#### Aim of the exercise:
Reproduce verbatim everything from the line containing "job: give the outline of every instance of the <item>green" down to the line containing "target: <item>green grass patch</item>", including both of those lines.

#### Recorded information:
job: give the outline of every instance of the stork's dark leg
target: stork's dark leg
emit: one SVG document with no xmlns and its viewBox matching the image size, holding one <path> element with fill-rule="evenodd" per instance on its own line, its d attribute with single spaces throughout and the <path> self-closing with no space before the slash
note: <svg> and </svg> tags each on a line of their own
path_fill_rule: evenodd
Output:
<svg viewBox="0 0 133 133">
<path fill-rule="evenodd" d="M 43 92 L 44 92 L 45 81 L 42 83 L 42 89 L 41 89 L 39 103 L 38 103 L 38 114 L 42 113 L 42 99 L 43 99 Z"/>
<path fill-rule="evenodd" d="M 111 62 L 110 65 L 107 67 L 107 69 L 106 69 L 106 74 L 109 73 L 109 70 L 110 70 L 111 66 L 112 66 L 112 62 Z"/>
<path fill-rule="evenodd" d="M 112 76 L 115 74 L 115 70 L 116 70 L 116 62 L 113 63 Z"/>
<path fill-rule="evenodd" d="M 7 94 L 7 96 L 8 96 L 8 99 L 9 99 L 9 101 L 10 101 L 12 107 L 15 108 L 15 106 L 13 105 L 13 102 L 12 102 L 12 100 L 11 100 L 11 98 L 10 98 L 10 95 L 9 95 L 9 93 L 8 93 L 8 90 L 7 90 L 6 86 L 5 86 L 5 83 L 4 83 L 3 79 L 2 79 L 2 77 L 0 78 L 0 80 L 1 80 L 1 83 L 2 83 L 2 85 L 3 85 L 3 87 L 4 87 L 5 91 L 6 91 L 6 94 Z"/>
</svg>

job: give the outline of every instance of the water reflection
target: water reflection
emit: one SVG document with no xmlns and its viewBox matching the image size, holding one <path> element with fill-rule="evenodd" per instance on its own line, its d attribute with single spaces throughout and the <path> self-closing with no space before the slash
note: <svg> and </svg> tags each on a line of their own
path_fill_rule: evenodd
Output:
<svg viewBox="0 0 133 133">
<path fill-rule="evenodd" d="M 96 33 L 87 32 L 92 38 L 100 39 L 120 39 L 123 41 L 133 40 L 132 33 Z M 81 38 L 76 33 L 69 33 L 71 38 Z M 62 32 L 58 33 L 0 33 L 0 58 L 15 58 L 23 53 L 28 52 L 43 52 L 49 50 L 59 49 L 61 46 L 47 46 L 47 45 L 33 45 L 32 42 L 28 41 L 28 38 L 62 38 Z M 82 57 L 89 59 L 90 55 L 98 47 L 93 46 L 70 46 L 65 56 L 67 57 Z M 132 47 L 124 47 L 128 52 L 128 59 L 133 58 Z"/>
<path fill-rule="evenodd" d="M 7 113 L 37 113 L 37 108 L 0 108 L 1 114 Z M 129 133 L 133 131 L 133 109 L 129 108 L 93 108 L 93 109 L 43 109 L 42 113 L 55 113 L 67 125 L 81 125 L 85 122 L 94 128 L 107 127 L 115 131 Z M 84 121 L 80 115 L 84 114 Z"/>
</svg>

...

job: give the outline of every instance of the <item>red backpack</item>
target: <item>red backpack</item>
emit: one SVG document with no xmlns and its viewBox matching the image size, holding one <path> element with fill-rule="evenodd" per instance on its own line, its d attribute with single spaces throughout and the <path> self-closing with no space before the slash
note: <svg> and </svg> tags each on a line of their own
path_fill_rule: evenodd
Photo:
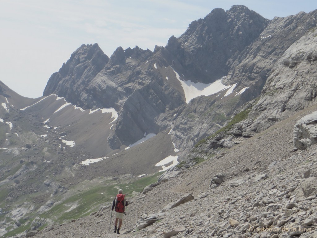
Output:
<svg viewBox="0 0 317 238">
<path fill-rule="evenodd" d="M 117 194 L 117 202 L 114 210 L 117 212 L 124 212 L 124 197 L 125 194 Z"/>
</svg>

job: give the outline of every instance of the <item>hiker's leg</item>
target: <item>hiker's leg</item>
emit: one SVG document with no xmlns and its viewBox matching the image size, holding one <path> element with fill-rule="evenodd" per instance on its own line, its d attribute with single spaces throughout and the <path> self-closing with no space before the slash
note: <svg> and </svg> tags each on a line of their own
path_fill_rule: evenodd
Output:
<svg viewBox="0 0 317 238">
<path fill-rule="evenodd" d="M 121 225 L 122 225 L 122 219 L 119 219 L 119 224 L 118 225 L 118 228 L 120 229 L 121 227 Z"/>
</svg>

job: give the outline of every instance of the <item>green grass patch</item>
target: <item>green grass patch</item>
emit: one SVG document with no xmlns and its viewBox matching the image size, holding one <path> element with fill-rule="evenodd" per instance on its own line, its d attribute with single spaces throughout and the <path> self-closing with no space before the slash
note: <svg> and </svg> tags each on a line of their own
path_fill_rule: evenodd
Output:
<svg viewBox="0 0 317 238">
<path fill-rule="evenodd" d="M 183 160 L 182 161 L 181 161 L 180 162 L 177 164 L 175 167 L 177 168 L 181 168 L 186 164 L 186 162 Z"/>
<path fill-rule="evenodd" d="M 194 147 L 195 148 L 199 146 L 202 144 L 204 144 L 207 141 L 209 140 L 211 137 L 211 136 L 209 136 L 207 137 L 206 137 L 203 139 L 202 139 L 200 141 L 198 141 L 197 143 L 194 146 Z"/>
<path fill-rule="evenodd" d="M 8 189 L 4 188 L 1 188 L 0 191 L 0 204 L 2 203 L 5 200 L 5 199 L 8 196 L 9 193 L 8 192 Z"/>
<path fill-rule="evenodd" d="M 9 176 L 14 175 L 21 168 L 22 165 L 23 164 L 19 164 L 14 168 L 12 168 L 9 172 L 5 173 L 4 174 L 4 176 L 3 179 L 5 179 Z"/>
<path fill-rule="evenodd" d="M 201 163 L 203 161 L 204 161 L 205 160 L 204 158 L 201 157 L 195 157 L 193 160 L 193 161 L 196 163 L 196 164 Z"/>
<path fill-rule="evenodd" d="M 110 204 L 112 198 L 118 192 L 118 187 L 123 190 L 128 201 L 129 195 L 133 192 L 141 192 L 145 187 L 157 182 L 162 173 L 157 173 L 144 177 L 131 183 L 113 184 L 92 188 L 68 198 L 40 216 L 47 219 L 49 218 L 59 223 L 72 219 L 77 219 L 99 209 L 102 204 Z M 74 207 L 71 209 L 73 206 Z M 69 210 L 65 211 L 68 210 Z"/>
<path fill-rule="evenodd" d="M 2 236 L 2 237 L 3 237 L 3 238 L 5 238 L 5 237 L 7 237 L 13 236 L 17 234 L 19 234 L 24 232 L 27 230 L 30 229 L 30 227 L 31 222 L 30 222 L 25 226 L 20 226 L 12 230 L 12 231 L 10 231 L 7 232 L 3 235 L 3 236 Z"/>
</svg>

#### Response:
job: give the outline of every instance of the <item>green grass patch</item>
target: <item>green grass patch</item>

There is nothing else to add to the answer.